_Qué se pide_:
A: Duplica el fragmento del editorial sobre el virus en China que va entre "Millones de habitantes" y "el virus remita.", ambos incluidos.
B: Según el editorial sobre el virus en China, ¿qué se utiliza para acercarse a quienes no llevan cubrebocas?
C: Retoma el editorial sobre el virus en China a partir de su última oración.

_Texto para analizar_:
Editorial
Viajar por las carreteras chinas es un suplicio, aún y cuando se intente viajar lejos de la zona de Wuhan, los viajeros son obligados a detenerse cuando salen de su ciudad y cuando van a entrar en otra para ser escaneados en busca de síntomas febriles.
Si algún viajero tiene la mala suerte de presentar algún tipo de fiebre, inmediatamente es separado del resto de sus compañeros o familia y es escoltado hasta un hospital, donde es sujeto de revisiones interminables.
Toda persona en China es obligada a utilizar un cubrebocas y la vigilancia llega a los extremos de utilizar drones que se acercan a los desobedientes para invitarlos a utilizar el aditamento.
Y si hablamos de las personas que viven en algunas de las ciudades donde el virus se ha propagado, las condiciones superan a cualquier película apocalíptica que usted haya visto.
Millones de habitantes de la ciudades de Huanggang, Ezhou, Chibi, Zhijiang y, por supuesto, Wuhan prácticamente se encuentran en arresto domiciliario, donde sólo una persona puede salir de casa cada dos días a comprar víveres, mientras esperan a que el virus remita.

_Datos para analizar_:
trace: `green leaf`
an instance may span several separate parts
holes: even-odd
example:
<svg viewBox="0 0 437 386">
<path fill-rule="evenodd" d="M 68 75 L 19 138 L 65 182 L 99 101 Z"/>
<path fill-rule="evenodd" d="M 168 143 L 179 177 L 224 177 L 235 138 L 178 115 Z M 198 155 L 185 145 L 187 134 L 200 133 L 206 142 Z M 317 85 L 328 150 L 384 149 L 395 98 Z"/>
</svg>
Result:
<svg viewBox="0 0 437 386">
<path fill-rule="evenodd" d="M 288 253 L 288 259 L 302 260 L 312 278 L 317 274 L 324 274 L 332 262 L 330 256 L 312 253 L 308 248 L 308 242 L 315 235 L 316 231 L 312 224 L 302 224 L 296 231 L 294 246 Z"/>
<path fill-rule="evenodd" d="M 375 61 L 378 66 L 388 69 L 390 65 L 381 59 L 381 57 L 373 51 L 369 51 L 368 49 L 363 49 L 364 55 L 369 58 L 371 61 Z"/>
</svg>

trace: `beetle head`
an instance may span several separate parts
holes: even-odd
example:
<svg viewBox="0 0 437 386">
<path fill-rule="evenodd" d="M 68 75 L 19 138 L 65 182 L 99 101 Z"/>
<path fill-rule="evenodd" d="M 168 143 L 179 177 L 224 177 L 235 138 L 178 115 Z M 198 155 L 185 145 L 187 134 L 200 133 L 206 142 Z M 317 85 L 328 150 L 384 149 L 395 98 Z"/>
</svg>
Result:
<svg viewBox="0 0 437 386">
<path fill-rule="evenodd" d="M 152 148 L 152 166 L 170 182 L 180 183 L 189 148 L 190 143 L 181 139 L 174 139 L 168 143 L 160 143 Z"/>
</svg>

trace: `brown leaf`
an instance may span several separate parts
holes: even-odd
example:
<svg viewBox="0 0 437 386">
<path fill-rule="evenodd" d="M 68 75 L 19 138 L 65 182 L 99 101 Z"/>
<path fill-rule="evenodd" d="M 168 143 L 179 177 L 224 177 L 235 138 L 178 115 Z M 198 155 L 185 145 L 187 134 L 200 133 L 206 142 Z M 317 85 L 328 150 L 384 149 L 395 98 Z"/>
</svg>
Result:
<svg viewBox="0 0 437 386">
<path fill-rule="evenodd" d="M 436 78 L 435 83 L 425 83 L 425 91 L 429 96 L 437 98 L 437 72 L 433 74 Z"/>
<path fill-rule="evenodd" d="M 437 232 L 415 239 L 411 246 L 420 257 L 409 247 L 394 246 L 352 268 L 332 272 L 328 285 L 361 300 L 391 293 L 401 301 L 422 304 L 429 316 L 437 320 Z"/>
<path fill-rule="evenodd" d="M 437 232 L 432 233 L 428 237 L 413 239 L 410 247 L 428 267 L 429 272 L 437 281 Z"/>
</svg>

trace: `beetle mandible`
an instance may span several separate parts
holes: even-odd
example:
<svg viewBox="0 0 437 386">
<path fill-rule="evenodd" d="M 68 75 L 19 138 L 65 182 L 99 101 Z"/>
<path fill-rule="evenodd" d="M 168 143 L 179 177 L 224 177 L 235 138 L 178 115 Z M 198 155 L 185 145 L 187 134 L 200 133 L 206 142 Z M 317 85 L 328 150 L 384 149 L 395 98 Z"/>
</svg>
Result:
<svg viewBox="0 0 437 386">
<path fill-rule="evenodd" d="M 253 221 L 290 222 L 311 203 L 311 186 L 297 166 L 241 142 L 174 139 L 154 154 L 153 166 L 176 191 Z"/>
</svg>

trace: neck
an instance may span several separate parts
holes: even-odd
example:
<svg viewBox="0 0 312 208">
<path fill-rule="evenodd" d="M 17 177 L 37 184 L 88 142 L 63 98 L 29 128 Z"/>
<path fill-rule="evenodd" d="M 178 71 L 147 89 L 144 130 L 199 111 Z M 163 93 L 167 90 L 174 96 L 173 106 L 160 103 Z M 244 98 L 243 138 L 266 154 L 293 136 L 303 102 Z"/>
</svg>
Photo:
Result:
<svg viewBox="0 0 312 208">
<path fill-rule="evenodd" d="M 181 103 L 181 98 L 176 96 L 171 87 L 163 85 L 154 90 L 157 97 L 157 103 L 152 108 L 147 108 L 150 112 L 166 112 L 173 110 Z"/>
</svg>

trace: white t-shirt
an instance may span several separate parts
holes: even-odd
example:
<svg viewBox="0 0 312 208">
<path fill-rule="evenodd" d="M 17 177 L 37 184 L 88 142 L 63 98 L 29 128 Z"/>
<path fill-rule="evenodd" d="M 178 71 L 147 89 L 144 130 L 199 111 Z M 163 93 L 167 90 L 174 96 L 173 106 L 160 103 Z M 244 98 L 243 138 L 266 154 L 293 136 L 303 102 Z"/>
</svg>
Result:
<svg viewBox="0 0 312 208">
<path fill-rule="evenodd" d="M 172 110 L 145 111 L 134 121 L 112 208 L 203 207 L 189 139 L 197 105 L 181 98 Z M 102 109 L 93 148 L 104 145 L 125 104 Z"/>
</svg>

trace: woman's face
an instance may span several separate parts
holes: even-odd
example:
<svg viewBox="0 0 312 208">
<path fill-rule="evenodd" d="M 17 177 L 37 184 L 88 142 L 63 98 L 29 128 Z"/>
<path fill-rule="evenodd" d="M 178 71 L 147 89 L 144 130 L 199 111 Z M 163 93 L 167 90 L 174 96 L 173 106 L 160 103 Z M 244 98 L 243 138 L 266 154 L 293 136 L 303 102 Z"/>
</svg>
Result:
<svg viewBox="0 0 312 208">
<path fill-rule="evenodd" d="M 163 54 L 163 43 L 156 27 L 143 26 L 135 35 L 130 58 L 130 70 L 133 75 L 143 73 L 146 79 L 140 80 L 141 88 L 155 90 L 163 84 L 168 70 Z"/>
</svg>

_Tus respuestas_:
A:
Millones de habitantes de la ciudades de Huanggang, Ezhou, Chibi, Zhijiang y, por supuesto, Wuhan prácticamente se encuentran en arresto domiciliario, donde sólo una persona puede salir de casa cada dos días a comprar víveres, mientras esperan a que el virus remita.

B: Drones.

C:
El virus comienza a escalar no solo las estadísticas de muertos e infectados, sino a afectar seriamente la vida de todos los chinos, la epidemia ha obligado a cancelar torneos deportivos de todo tipo, y los países vecinos comienzan a ver con preocupación sus propias agendas.
En Japón, que se alista para ser sede de los Juegos Olímpicos de Tokio 2020, la posibilidad de una cancelación no está lejana, y la Formula 1 discute hacia dentro si se debe o no celebrar el Gran Premio de China, programado para abril en Shangai.
En un mundo sin fronteras, lo que pasa en China no tarda en pasar en otros países; Europa y Estados Unidos aguardan con nerviosismo la posible llegada del virus, mientras nosotros lo alejamos con discursos y la esperanza de que nuestro sistema de Salud impida la propagación.